A busca por apoio, refúgio e mudança de hábitos, são alguns dos motivos que levam muitos a frequentarem igrejas

Por Amanda Nunes, Gabriel Fornazari, Mayara Pontes, Naiâne Jagnow e Raíssa Galvão Ribeiro

Segundo dados do Instituto Brasileiro de Geografia e Estatística (IBGE), uma nova categoria religiosa se forma no país: a dos evangélicos não praticantes. São os fiéis que creem, mas não pertencem a nenhuma denominação. Muitos deixam de participar de alguma instituição religiosa por se sentirem excluídos ou rejeitados. Isso acontece principalmente com as minorias, como as mulheres e o grupo LGBTQ+, já que a maior parte das igrejas apoiam um conservadorismo patriarcal.

Dados:
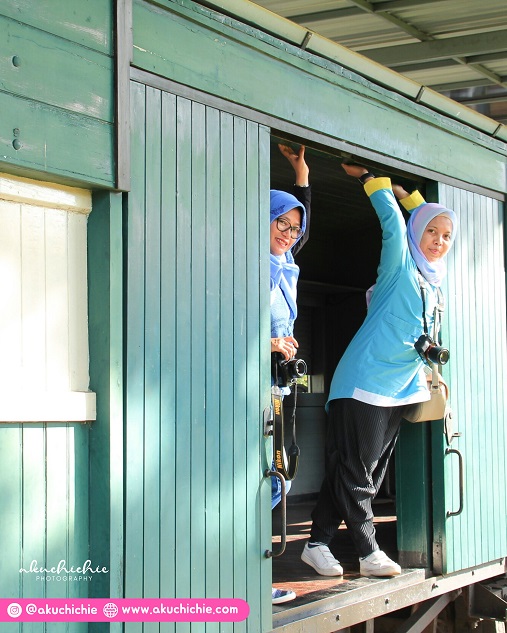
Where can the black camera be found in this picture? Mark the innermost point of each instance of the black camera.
(286, 372)
(430, 351)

Instrução dada A:
Responda com base no texto sobre a frequência às igrejas:
(i) Segundo o título, que motivos levam muitos a frequentarem igrejas?
(ii) Quantas pessoas assinam o texto?
(iii) De qual instituto vêm os dados sobre a nova categoria religiosa?
Instrução dada B: Troque "minorias" por "populações marginalizadas" e reescreva o trecho do texto sobre a frequência às igrejas de "Por Amanda Nunes, Gabriel" a "um conservadorismo patriarcal.".
Instrução dada C: Como prosseguiria o texto sobre a frequência às igrejas? Retome-o logo após a última frase apresentada.

Resposta escrita A:
(i) Apoio, refúgio e mudança de hábitos.
(ii) Cinco.
(iii) Do Instituto Brasileiro de Geografia e Estatística (IBGE).

Resposta escrita B:
Por Amanda Nunes, Gabriel Fornazari, Mayara Pontes, Naiâne Jagnow e Raíssa Galvão Ribeiro

Segundo dados do Instituto Brasileiro de Geografia e Estatística (IBGE), uma nova categoria religiosa se forma no país: a dos evangélicos não praticantes. São os fiéis que creem, mas não pertencem a nenhuma denominação. Muitos deixam de participar de alguma instituição religiosa por se sentirem excluídos ou rejeitados. Isso acontece principalmente com as populações marginalizadas, como as mulheres e o grupo LGBTQ+, já que a maior parte das igrejas apoiam um conservadorismo patriarcal.

Resposta escrita C:
Os católicos ainda são a maioria, porém perdem espaço a cada ano para os protestantes históricos, pentecostais e neopentecostais. E assim, é cada vez maior o número de brasileiros que nascem em berço evangélico – e, como muitos católicos, não praticam sua fé.

Há novas entidades que buscam uma identificação com o jovem, por meio da proximidade dos pastores, da informalidade dos cultos e da linguagem descontraída e que não oferecem restrições às vestimentas, às tatuagens e aos piercings. Porém, ainda que pareçam liberais, o conservadorismo predomina  e assim empenha-se em coibir o consumo de bebidas alcoólicas, o uso de cigarros e a frequência a bares e boates, além de repudiar a homossexualidade, o sexo pré-nupcial e as relações extraconjugais, preconizando a virgindade e o casamento monogâmico e heterossexual.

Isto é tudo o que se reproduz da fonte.